**Exercise goal**
In the records below, find each line with the word "pillow" and copy it.

**Records for this exercise**
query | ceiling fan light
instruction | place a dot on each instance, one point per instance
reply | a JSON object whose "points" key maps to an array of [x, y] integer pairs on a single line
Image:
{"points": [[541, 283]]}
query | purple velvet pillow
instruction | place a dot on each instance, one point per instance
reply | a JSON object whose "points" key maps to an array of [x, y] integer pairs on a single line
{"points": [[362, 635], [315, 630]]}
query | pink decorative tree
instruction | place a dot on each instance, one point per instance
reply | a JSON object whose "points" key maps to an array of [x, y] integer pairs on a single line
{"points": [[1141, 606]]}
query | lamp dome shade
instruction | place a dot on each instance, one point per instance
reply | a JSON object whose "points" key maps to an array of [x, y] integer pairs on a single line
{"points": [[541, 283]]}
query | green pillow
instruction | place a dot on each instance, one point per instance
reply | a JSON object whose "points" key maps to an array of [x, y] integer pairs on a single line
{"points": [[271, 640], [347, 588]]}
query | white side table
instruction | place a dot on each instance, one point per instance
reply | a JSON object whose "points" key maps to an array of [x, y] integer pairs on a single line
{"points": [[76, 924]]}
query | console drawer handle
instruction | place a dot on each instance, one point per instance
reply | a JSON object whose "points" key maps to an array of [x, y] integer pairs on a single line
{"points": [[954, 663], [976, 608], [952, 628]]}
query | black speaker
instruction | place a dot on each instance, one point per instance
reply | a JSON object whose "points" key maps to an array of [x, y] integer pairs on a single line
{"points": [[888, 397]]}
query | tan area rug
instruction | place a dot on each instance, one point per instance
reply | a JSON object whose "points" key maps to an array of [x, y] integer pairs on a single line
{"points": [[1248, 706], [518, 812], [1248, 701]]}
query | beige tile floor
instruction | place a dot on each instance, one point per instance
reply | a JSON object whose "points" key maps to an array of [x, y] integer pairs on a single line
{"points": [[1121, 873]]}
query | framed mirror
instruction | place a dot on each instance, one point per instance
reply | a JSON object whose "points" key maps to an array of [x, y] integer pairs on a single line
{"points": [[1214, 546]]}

**Result for this task**
query | purple velvet pillow
query | green pillow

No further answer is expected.